Task data ->
★ ★ ★ ★ ★ ★ ★

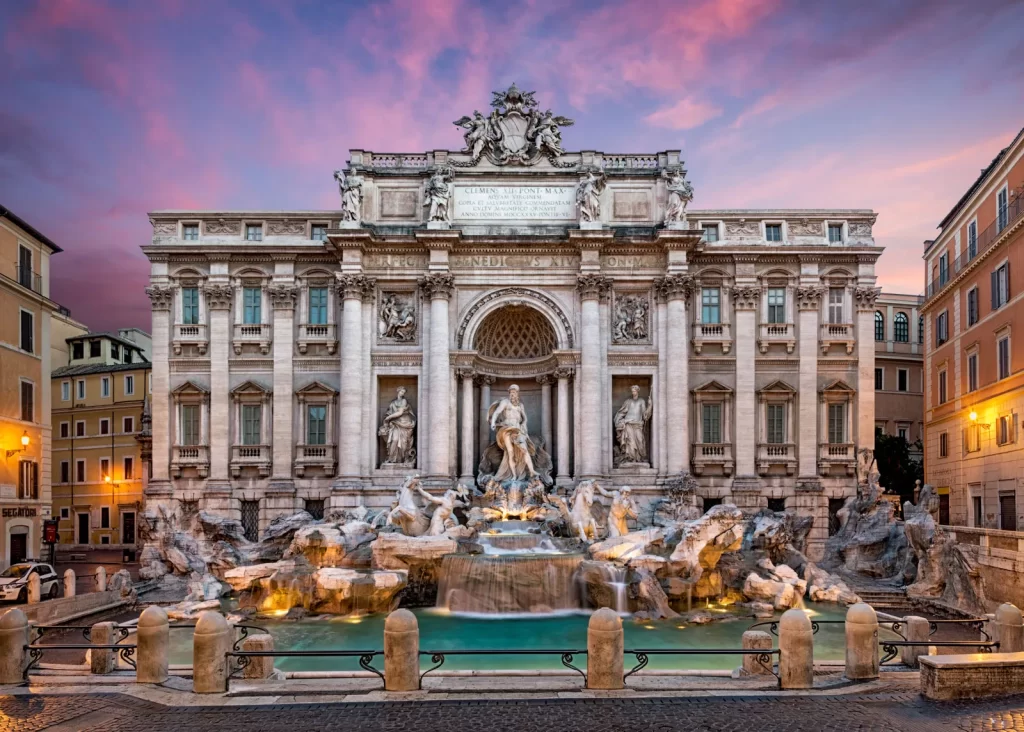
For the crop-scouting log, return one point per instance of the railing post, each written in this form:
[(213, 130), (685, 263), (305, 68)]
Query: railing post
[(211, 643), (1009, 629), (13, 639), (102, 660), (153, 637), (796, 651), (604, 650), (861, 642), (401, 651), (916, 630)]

★ ★ ★ ★ ★ ★ ★

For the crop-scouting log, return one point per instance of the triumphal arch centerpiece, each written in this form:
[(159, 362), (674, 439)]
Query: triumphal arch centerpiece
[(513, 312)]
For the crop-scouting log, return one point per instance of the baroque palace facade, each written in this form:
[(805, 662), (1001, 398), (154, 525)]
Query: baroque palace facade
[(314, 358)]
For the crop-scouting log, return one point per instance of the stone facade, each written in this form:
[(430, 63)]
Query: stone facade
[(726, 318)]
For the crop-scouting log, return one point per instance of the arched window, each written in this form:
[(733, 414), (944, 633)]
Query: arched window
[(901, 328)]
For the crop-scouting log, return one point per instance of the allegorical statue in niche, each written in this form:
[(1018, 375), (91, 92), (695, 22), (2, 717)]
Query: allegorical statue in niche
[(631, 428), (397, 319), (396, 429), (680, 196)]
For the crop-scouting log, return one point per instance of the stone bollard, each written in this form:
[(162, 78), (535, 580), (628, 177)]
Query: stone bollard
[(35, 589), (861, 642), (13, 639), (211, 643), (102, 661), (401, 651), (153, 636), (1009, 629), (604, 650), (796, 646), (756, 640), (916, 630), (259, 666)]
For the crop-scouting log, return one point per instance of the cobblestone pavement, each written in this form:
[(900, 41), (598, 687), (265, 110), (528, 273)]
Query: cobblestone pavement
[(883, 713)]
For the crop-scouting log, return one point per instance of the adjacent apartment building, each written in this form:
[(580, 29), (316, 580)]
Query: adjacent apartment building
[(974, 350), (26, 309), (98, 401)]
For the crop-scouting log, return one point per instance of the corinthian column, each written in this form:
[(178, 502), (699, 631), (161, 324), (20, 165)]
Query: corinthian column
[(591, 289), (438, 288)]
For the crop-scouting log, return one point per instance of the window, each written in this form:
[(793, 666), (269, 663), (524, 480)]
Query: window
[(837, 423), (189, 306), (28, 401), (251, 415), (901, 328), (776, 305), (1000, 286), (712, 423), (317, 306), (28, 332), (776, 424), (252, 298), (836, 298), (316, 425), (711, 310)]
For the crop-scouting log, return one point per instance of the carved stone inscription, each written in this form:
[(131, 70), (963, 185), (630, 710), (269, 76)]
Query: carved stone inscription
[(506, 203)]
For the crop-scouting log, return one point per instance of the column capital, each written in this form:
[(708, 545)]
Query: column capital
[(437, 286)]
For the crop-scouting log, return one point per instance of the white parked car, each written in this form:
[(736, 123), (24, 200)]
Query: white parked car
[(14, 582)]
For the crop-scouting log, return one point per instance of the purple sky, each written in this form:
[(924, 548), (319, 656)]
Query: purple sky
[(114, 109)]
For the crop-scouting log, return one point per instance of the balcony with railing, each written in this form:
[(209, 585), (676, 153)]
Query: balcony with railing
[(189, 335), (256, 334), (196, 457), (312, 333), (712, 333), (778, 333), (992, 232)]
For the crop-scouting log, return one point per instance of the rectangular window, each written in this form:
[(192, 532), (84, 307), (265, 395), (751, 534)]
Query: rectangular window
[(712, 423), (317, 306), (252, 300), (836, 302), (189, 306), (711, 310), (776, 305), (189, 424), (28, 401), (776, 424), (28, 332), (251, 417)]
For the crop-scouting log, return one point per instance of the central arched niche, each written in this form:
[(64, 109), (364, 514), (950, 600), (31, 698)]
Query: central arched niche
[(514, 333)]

★ ★ ★ ★ ★ ★ ★

What is required -> Copy out the material from the line that contains "of the rectangular" to the line that contains "[(514, 333)]", both lines included. Keep the requests as they stand, and shift every coordinate in the answer points up by 135.

Full answer ->
For the crop-scouting log, return one point per instance of the rectangular window, each written in this form:
[(192, 532), (84, 307), (265, 395), (751, 534)]
Query: rectangular window
[(847, 558), (452, 441), (387, 435), (971, 437), (324, 441), (846, 445), (911, 440), (324, 559), (163, 536), (911, 559), (163, 467), (386, 552)]
For the crop-scouting log, return one point per instance of the central arched niche, each written in this form:
[(64, 109), (364, 514), (950, 600), (31, 698)]
Query: central arched niche
[(649, 468)]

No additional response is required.